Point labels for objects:
▼▼▼

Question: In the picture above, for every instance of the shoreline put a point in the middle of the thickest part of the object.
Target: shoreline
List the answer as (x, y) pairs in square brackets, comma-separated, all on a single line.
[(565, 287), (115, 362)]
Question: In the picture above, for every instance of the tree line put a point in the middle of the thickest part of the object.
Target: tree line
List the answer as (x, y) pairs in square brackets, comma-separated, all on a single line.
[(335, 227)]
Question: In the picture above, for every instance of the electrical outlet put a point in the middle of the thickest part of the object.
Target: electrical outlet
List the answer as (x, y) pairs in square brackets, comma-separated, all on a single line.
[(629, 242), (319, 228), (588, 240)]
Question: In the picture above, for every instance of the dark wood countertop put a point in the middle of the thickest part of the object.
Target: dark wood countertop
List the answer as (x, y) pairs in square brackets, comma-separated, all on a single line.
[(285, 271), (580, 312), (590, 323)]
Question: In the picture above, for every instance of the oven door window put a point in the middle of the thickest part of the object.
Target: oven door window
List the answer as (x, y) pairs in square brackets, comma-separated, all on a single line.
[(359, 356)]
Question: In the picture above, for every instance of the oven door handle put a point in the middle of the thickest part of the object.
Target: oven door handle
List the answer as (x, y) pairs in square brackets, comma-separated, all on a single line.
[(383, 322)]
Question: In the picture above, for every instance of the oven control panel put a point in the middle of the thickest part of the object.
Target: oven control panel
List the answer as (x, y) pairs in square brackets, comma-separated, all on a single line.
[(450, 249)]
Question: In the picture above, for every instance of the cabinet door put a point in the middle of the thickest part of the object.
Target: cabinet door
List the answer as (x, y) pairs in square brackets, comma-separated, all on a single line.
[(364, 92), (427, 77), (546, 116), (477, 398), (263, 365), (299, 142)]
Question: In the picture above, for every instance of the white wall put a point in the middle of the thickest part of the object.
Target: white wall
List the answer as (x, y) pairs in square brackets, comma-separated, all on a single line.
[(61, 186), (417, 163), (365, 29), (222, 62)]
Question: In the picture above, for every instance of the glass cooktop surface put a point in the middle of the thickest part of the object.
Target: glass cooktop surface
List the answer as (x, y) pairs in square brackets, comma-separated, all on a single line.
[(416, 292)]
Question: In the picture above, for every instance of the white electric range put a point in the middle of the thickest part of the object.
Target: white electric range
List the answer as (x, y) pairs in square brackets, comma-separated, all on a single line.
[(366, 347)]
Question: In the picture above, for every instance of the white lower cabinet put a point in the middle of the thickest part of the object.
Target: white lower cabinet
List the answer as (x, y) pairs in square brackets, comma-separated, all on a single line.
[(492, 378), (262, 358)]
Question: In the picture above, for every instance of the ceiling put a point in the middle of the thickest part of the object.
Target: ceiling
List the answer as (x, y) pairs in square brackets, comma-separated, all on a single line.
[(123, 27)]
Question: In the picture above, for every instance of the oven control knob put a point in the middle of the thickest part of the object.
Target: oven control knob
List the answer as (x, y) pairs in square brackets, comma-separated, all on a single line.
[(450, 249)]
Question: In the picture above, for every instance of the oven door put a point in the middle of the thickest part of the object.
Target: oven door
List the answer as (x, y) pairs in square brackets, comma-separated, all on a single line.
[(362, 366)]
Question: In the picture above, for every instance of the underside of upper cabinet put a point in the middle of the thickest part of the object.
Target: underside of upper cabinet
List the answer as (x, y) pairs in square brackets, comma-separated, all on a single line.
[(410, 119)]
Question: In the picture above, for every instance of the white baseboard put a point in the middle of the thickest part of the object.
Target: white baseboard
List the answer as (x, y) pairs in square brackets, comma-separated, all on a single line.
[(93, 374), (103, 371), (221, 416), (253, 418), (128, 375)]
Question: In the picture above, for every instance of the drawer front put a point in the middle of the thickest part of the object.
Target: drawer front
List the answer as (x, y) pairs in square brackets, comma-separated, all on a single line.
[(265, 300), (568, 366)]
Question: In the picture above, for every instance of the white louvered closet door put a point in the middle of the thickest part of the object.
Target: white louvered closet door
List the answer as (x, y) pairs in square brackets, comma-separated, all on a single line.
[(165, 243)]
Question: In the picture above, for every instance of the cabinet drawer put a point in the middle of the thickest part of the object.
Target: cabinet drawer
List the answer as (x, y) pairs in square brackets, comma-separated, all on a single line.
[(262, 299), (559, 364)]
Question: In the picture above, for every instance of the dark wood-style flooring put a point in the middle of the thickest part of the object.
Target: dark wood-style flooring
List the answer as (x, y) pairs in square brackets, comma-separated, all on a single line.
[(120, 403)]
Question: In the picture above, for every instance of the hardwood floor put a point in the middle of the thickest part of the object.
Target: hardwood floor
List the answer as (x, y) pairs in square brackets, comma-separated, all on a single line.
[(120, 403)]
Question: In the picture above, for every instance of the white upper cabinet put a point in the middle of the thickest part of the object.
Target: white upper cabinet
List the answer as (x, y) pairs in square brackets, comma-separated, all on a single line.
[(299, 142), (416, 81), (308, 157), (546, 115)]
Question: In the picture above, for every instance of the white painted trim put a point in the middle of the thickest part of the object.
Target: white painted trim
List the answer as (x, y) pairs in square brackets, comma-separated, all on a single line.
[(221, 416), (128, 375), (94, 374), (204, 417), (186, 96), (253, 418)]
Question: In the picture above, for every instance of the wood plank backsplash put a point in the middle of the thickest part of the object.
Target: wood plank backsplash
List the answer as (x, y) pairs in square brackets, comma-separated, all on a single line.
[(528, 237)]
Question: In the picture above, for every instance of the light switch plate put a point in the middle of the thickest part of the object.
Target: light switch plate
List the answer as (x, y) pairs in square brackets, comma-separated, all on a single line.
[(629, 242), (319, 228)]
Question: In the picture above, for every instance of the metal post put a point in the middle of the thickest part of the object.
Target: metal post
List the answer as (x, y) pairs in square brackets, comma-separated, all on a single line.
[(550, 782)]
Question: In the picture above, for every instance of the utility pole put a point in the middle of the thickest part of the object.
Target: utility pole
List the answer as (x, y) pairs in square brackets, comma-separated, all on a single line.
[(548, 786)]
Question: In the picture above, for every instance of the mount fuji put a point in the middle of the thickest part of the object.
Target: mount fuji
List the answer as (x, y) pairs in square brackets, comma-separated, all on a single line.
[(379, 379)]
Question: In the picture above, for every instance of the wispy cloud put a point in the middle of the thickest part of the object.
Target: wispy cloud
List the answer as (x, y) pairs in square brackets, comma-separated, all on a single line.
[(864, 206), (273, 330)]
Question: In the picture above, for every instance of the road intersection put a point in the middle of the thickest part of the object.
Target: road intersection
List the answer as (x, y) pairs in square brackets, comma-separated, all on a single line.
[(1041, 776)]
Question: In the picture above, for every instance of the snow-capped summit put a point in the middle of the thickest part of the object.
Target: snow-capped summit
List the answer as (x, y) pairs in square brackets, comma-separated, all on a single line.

▲▲▲

— EXERCISE —
Quote the entire listing above word for word, keeping every line in its original order.

— FULL RESPONSE —
Question: In the picture above, for every instance of the shoreline put a point in the middle of the thickest part of the object.
Target: shoreline
List the answer as (x, y) pairs in square brackets, comma-separated, all on a single line.
[(565, 287), (115, 362)]
Question: In the picture above, for every instance of the tree line put a point in the middle of the thickest part of the object.
Target: tree line
List the answer as (x, y) pairs in square brackets, comma-separated, all on a single line.
[(335, 227)]
Question: In the picture above, for every instance of the electrical outlet put a point in the middle of the thickest part of the object.
Target: electrical outlet
List the answer as (x, y) pairs in square brackets, comma-separated, all on a single line.
[(629, 242), (319, 228), (588, 240)]
Question: In the picture above, for every instance of the dark wood countertop put a point in the middle of the thickest part of the object.
Target: dark wood countertop
List the answer as (x, y) pairs in square brackets, comma-separated, all on a single line.
[(285, 271), (580, 312), (590, 323)]
Question: In the picture above, for every instance of the oven door window put a point in the middle of the thickest part of the object.
Target: oven door window
List the answer as (x, y) pairs in square brackets, comma-separated, all on a single line.
[(359, 356)]
Question: In the picture above, for every instance of the oven door handle put a point in the middle of the thickest part of the object.
Target: oven door handle
List the answer as (x, y) pairs in square brackets, comma-separated, all on a single line.
[(383, 322)]
Question: In the picture above, for every instance of the oven control panel put a point in the middle of the thickest part of the object.
Target: oven control panel
List the answer as (x, y) pairs in square brackets, comma-separated, all on a single line.
[(450, 249)]
Question: In the picture above, for every instance of the cabinet door put a point in the middle of the thickest part of the object.
Target: cabinet door
List the answer as (x, y) pairs in square brackets, comma-separated, all on a single line.
[(364, 92), (427, 77), (546, 116), (477, 398), (263, 365), (299, 142)]
Question: In the picture above, for every instance of the white wall put a point in the middle of the thickest part of the object.
Target: white wall
List the answer as (x, y) pairs in square brackets, comma-separated, all on a single line.
[(61, 186), (417, 163), (365, 29), (222, 62)]
Question: In the picture above, for every instance of the glass cooktop surface put a point in the middle of the thickest part of the object.
Target: glass cooktop surface
List the answer as (x, y) pairs in square brackets, comma-separated, all on a single line.
[(416, 292)]
Question: In the picture above, for every instance of the white electric range put a point in the middle of the thickest part of the object.
Target: white electric range
List the answer as (x, y) pairs in square brackets, comma-separated, all on a single line.
[(366, 347)]
Question: In the picture above, for every instance of the white lower cabinet put a point in the middle of the thickest part of the object.
Target: white lower cabinet
List the answer as (x, y) pairs in square brackets, comma-separated, all on a single line.
[(492, 378), (262, 358)]
Question: In the picture above, for every instance of the ceiling put a point in the middle of the thickest part of the object.
Target: ceiling
List the answer as (x, y) pairs in square brackets, comma-separated, all on a single line.
[(123, 27)]
Question: In the picture above, for every instance of the oven control knob put a point in the middle of the thickest part of the object.
Target: oven control knob
List the answer as (x, y) pairs in square brackets, comma-separated, all on a single line.
[(450, 249)]
Question: In the picture above, for every instance of the oven door put a point in the middle of the thickest part of the object.
Target: oven door
List the answer as (x, y) pairs in square brackets, comma-separated, all on a single line.
[(362, 366)]
Question: In the picture above, for every instance of the underside of upper cabinet put a point in the middle of the thickest part of the object.
Target: underside of upper cabinet
List the answer as (x, y) pairs in square brackets, comma-separated, all on a single line.
[(410, 119)]
Question: In the picture above, for every instance of the white baseboard put a point in the middle of the thickest part of the object.
Target: white baseboard
List the answer as (x, y) pairs in square brackets, comma-separated, all on a single line.
[(93, 374), (103, 371), (221, 416), (253, 418), (128, 375)]
Question: In the picture above, for every instance of the drawer front put a point in the middle of the thickest part of the object.
Target: drawer front
List the answer as (x, y) pairs in square brackets, comma-separated, all on a single line.
[(265, 300), (568, 366)]
Question: In the picture above, for every instance of the white louvered closet door put a point in the middle of the thickest part of the object.
Target: white louvered closet door
List the answer as (x, y) pairs in square brackets, comma-separated, all on a single line.
[(165, 243)]
Question: In the picture above, for every instance of the cabinet drawer put a point in the middle of the thickest part of the object.
Target: cabinet drawer
List the answer as (x, y) pairs in square brackets, comma-separated, all on a single line.
[(262, 299), (559, 364)]
Question: In the picture above, for every instance of the dark wood-style flooring put a point in the middle of the thickest part of the object.
Target: dark wood-style flooring
List the answer as (x, y) pairs in square brackets, comma-separated, all on a single line.
[(120, 403)]
Question: In the picture above, for every instance of the hardwood floor put a point in the middle of the thickest part of the object.
Target: hardwood floor
List the answer as (x, y) pairs in square brackets, comma-separated, all on a single line.
[(120, 403)]
Question: In the picture above, for every instance of the white upper cabinet put a point in the middle of the thickest part of the object.
Target: white upper cabinet
List the answer as (x, y) pairs in square brackets, comma-separated, all on a single line.
[(299, 142), (416, 81), (308, 157), (546, 115)]
Question: In the picture above, for every instance of the white painted trim put a point in the middle of the thickest part of the object.
Target: white painted trim
List the answer as (x, y) pairs in square brackets, comma-separated, all on a single line.
[(221, 416), (128, 375), (94, 374), (204, 417), (186, 96), (253, 418)]
Question: In the picture above, for every instance of the wood plank backsplash put a point in the middle of the thickest part of the object.
Target: wood plank backsplash
List the answer as (x, y) pairs in square brackets, comma-separated, all on a single line.
[(528, 237)]
Question: In the picture above, for every instance of the light switch plate put a point in the middle of the thickest part of the object.
Target: light switch plate
List the answer as (x, y) pairs in square brackets, comma-separated, all on a single line.
[(629, 242), (319, 228)]
Question: In the picture above, for every instance of the metal post put a point in the middle of the thickest part of the object.
Target: metal post
List the answer as (x, y) pairs in square brackets, comma-separated, all on a single line.
[(550, 782)]
Question: In the picture above, for every instance of the utility pole put a point in the middle of the thickest part of the object.
Target: utility pole
List the answer as (x, y) pairs in square brackets, comma-separated, all on a single line.
[(548, 786)]
Question: In the picture above, for every instance of the mount fuji put a point in the middle of the thickest part of the object.
Target: mount fuji
List the answer as (x, y) pairs in square brackets, comma-separated, all on a single line.
[(379, 379)]
Question: In the picture above, for every instance of the wispy cloud put a point in the middle of the thickest part of the object.
Target: wispy cloud
List the answer as (x, y) pairs in square brackets, comma-separated, all on a single line.
[(864, 206), (273, 330)]
Question: In the picture above, for every instance of the road intersection put a point in the middle of the thickest part of the object.
Target: road intersection
List the answer as (x, y) pairs in square brackets, comma-separated, all on a single line.
[(1041, 776)]
Question: In the picture above, for every instance of the snow-capped summit put a point in the middle of the thickest part of the object.
Target: snow-capped summit
List the answer as (x, y) pairs in square brackets, comma-separated, all on a single line.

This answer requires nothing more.